Bounding box annotation entries

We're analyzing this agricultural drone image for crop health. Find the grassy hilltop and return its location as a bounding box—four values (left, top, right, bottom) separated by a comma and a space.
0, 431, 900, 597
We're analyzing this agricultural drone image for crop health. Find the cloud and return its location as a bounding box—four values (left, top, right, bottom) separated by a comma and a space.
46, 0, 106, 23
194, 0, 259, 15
--
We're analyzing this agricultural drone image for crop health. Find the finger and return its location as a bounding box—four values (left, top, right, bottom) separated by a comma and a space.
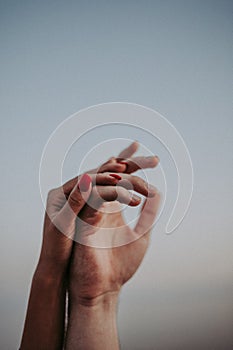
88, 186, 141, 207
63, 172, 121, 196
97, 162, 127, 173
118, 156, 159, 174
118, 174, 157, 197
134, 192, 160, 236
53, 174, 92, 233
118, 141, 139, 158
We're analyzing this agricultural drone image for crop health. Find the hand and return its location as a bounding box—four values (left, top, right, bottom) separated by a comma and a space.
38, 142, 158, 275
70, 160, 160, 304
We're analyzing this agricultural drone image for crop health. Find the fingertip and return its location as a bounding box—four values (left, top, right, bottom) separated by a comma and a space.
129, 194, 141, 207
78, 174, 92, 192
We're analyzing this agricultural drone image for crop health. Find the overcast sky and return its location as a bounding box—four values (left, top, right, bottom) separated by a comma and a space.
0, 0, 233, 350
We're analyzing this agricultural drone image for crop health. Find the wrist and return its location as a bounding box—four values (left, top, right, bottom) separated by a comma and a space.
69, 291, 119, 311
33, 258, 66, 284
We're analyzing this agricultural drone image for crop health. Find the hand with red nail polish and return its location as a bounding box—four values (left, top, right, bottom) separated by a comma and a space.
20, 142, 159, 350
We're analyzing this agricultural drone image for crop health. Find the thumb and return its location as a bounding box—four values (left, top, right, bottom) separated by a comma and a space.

§ **Directions for this task**
Edit the listing from the line with "the hand and" to the line with "70, 160, 160, 304", swapping "hand" for "palm" and changing nothing else. Return only those lines.

§ **Full solution**
We're analyzing this agricultural drone image for crop health. Find the palm and return its location as a bounding box—four values (left, top, right, bottom) separated by a comma and a space.
38, 142, 158, 275
70, 160, 160, 304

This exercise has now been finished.